WHAT IS NEEDED: Provide an exact reproduction of every entry.

Point localization data:
╔══
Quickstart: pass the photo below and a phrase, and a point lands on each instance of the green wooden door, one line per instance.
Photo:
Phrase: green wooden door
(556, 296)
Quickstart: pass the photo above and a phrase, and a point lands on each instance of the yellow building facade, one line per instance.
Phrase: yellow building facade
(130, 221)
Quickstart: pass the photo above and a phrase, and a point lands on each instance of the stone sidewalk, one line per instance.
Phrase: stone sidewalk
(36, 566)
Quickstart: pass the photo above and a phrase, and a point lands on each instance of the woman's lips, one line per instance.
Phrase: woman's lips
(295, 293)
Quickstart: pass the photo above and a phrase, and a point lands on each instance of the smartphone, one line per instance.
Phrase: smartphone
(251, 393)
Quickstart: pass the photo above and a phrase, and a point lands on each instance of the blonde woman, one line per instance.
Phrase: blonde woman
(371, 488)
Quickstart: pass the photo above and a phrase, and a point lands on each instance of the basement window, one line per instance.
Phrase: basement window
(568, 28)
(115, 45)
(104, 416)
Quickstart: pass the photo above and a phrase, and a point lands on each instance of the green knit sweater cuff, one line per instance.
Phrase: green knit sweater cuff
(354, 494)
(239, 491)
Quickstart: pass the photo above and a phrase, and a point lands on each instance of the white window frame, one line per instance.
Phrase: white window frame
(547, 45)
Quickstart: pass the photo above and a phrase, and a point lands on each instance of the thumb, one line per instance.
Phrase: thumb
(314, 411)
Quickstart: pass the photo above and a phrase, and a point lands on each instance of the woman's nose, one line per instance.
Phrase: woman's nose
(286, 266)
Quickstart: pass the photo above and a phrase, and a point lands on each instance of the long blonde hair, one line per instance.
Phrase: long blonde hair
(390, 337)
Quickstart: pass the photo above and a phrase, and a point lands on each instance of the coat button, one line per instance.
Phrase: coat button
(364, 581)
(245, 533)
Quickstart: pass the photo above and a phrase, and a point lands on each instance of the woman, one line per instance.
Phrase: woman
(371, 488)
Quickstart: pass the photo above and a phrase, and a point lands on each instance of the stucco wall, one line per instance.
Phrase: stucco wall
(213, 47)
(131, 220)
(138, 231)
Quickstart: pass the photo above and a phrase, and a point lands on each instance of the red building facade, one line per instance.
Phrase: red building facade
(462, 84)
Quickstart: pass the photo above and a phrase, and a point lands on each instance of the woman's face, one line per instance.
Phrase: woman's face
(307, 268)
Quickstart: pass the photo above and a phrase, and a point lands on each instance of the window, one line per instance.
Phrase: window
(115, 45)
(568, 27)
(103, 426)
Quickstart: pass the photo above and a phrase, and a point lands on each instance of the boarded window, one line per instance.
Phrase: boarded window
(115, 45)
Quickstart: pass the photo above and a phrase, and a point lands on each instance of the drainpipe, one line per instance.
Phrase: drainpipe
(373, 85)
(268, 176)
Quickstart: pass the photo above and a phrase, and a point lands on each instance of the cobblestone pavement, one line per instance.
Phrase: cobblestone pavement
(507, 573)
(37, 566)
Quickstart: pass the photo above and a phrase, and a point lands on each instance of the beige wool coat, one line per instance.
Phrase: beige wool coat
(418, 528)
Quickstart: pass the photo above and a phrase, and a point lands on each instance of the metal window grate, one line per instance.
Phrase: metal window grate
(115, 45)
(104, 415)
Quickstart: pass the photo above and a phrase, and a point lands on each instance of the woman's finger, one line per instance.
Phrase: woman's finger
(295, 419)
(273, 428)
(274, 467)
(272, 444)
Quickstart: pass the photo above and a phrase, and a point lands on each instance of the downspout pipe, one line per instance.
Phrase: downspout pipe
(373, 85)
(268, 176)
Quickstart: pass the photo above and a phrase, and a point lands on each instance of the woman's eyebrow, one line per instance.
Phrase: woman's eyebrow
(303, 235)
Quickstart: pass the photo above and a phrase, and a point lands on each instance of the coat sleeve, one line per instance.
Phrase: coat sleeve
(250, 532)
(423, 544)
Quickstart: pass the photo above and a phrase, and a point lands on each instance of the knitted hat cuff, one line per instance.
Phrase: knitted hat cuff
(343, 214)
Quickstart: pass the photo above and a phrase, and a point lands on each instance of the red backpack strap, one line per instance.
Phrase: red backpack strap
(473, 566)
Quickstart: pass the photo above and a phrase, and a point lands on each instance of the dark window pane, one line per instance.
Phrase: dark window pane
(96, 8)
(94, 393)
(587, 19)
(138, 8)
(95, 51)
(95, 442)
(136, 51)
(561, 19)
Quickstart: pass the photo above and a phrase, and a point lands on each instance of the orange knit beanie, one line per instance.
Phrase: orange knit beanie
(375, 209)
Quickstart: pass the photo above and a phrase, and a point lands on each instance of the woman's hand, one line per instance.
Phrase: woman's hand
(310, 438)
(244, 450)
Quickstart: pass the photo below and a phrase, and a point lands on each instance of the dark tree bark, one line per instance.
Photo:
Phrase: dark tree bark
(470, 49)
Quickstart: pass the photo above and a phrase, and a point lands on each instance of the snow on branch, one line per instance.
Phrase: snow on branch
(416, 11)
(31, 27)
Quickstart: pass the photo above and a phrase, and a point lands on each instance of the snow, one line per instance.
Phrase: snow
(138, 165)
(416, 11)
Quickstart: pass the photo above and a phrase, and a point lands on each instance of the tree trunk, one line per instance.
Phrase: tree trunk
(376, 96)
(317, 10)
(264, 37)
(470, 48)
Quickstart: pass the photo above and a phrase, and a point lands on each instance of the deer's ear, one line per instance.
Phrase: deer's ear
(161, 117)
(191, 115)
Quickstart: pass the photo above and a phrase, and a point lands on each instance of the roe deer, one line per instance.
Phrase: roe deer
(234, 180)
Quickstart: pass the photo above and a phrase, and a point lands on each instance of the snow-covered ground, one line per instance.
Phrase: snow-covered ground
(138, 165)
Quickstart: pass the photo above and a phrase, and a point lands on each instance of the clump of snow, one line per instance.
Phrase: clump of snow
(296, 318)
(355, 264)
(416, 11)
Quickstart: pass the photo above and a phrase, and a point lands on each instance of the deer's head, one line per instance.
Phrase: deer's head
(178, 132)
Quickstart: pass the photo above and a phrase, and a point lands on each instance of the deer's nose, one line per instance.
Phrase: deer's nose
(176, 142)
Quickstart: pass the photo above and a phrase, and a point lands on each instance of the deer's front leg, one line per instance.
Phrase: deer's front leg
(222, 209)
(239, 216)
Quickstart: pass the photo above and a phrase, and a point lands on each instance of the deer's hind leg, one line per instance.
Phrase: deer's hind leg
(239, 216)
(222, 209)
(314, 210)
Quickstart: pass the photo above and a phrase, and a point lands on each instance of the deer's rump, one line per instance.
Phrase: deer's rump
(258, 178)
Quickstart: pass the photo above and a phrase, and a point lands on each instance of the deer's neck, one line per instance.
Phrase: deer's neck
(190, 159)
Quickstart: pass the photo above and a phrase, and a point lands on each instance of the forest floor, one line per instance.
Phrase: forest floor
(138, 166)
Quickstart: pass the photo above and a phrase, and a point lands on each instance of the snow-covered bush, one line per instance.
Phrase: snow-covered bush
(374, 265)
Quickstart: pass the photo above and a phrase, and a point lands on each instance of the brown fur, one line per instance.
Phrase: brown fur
╚══
SOLUTION TO THIS PROBLEM:
Quickstart: pass the photo below and a phrase, and a point lands on each instance of the green wooden door, one line per instance.
Photo:
Phrase: green wooden door
(556, 296)
Quickstart: pass the photo above and a phrase, and a point lands on each instance of the yellow building facade, one line per instance.
Phrase: yellow building facade
(130, 221)
Quickstart: pass the photo above and a phrase, and a point lands on each instance of the stone sidewalk, one line per instance.
Phrase: stone sidewalk
(36, 566)
Quickstart: pass the photo above and a phrase, and a point lands on each instance of the woman's lips, one line per instance.
Phrase: woman's lips
(295, 293)
Quickstart: pass the photo above and a phrase, and a point lands on each instance of the smartphone, one line per instance.
Phrase: smartphone
(251, 393)
Quickstart: pass the photo above and a phrase, and a point lands on each instance of the blonde woman, one line per instance.
Phrase: blonde woman
(371, 488)
Quickstart: pass the photo above and a phrase, and a point lands on each instance of the basement window, one line per instance.
Phrase: basement window
(568, 28)
(115, 45)
(104, 416)
Quickstart: pass the photo above and a phrase, and a point lands on each instance of the green knit sweater cuff, one line per instance.
Phrase: green knit sweater cuff
(354, 494)
(239, 491)
Quickstart: pass the photo above and a phrase, and a point lands on each instance of the white window frame, one line per instance.
Phrase: white window frame
(547, 45)
Quickstart: pass the photo above and a phrase, and a point lands on each instance of the thumb, one line per instance.
Phrase: thumb
(314, 411)
Quickstart: pass the photo above and a phrase, and a point lands on each instance of the woman's nose, one line per instance.
Phrase: woman's nose
(286, 266)
Quickstart: pass the photo above and a phrase, and a point lands on each instance of the long blonde hair, one line per instance.
Phrase: long blonde hair
(390, 337)
Quickstart: pass the photo above and a phrase, and a point lands on each instance of the coat button, one line per instance.
Phrase: coat button
(364, 581)
(245, 533)
Quickstart: pass the photo above and a phrase, and a point lands on each instance of the woman, one line per instance.
Phrase: woman
(371, 488)
Quickstart: pass the photo above and a phrase, and a point lands on each instance of the stucco wall, one line per instance.
Phrase: stucco wall
(213, 47)
(131, 220)
(138, 231)
Quickstart: pass the photo above and a phrase, and a point lands on each instance of the red building facade, one line per instance.
Phrase: red building facade
(462, 84)
Quickstart: pass the photo above and a phrase, and a point lands on each instance of the woman's face, one line per instance.
Phrase: woman's face
(307, 268)
Quickstart: pass the photo above and a phrase, and a point lands on each instance of the window, one line per instance.
Phrase: window
(115, 45)
(568, 27)
(103, 426)
Quickstart: pass the photo above and a phrase, and a point lands on each instance of the boarded window, one line per instance.
Phrase: boarded window
(115, 45)
Quickstart: pass the photo above and a phrase, and a point lands on each instance of the drainpipe, one line per instance.
Phrase: drainpipe
(373, 85)
(268, 176)
Quickstart: pass the photo above and a phrase, and a point lands on each instance of the cobblestone pavement, one line per instance.
Phrase: cobblestone pavement
(507, 573)
(37, 566)
Quickstart: pass the photo above and a phrase, and a point lands on each instance of the beige wool coat, one line per instance.
Phrase: beige wool coat
(418, 528)
Quickstart: pass the photo above and a phrase, and a point lands on each instance of the metal window grate, one line per instance.
Phrase: metal window grate
(115, 45)
(104, 415)
Quickstart: pass the photo above and a phrase, and a point lands on each instance of the woman's finger, one line per instance.
Phrase: woman's finger
(295, 419)
(273, 428)
(274, 467)
(272, 444)
Quickstart: pass the photo above and a phrase, and a point lands on each instance of the downspout pipe, one line per instance.
Phrase: downspout pipe
(373, 85)
(268, 176)
Quickstart: pass the photo above and a phrase, and a point lands on each instance of the woman's eyebrow, one line per instance.
Phrase: woman's eyebrow
(303, 235)
Quickstart: pass the photo above and a phrase, and a point lands on each instance of the coat sleeve, one line per instance.
Phrase: coat sleeve
(250, 532)
(423, 544)
Quickstart: pass the photo above and a phrase, and a point lands on each instance of the knitted hat cuff, one line per instance.
Phrase: knitted hat cuff
(343, 214)
Quickstart: pass the photo above and a phrase, and a point lands on each instance of the red backpack strap, one line per instance.
Phrase: red backpack strap
(473, 566)
Quickstart: pass the photo above and a phrase, and a point lands on each instance of the dark window pane, one line per instance.
Phrase: dark window pane
(96, 8)
(94, 393)
(587, 19)
(138, 8)
(95, 51)
(95, 442)
(136, 51)
(561, 19)
Quickstart: pass the photo above and a phrase, and a point lands on each instance of the orange knit beanie, one line per instance.
Phrase: orange knit beanie
(375, 209)
Quickstart: pass the photo above and a phrase, and a point lands on each instance of the woman's hand, one line per instance.
Phrase: woman's hand
(310, 438)
(244, 450)
Quickstart: pass the photo below and a phrase, and a point lands on each instance of the dark tree bark, one line per instance.
Photo:
Phrase: dark tree bark
(470, 49)
Quickstart: pass the photo above and a phrase, and a point lands on each instance of the snow on branch, one line per instance.
Phrase: snow on branch
(416, 11)
(31, 27)
Quickstart: pass the photo above and a phrase, and a point lands on each instance of the snow, one line per instance.
Phrase: snow
(138, 165)
(416, 11)
Quickstart: pass the photo above and a phrase, and a point lands on each instance of the tree trunk, one line per instance.
Phrase: tree trunk
(376, 96)
(317, 10)
(264, 37)
(470, 48)
Quickstart: pass the photo above and a phrase, and a point lands on each instance of the deer's ear, one line per instance.
Phrase: deer's ear
(161, 117)
(191, 115)
Quickstart: pass the photo above and a phrase, and a point lands on each instance of the roe deer, one line per instance.
Phrase: roe deer
(234, 180)
Quickstart: pass the photo above and a phrase, and a point lands on each instance of the snow-covered ground, one line per instance.
Phrase: snow-covered ground
(138, 165)
Quickstart: pass the photo above and a phrase, and a point lands on each instance of the clump of snow, one line per instance.
Phrase: clump of snow
(296, 318)
(355, 264)
(416, 11)
Quickstart: pass the photo above and a phrase, and a point lands on each instance of the deer's head, one line per instance.
Phrase: deer's head
(178, 132)
Quickstart: pass the photo above and a phrase, and a point lands on each instance of the deer's nose, one line per instance.
Phrase: deer's nose
(176, 142)
Quickstart: pass the photo above and a phrase, and a point lands on each instance of the deer's front leg, one line per instance.
Phrase: deer's front leg
(222, 209)
(239, 216)
Quickstart: pass the photo above and a phrase, and a point lands on each instance of the deer's hind leg, one line per instance.
Phrase: deer's hind leg
(239, 216)
(222, 209)
(314, 210)
Quickstart: pass the photo above and a phrase, and a point lands on each instance of the deer's rump, one line per instance.
Phrase: deer's rump
(258, 178)
Quickstart: pass the photo above and a phrase, and a point lands on each instance of the deer's neck, one line per instance.
Phrase: deer's neck
(190, 159)
Quickstart: pass the photo above and a phrase, and a point lands on each instance of the forest floor, one line per instance.
Phrase: forest floor
(138, 166)
Quickstart: pass the photo above and a phrase, and a point lands on each instance of the snow-covered bush, one line per instance.
Phrase: snow-covered bush
(374, 265)
Quickstart: pass the photo above and a phrase, and a point lands on each instance of the brown fur, one line per instance.
Phrase: brown fur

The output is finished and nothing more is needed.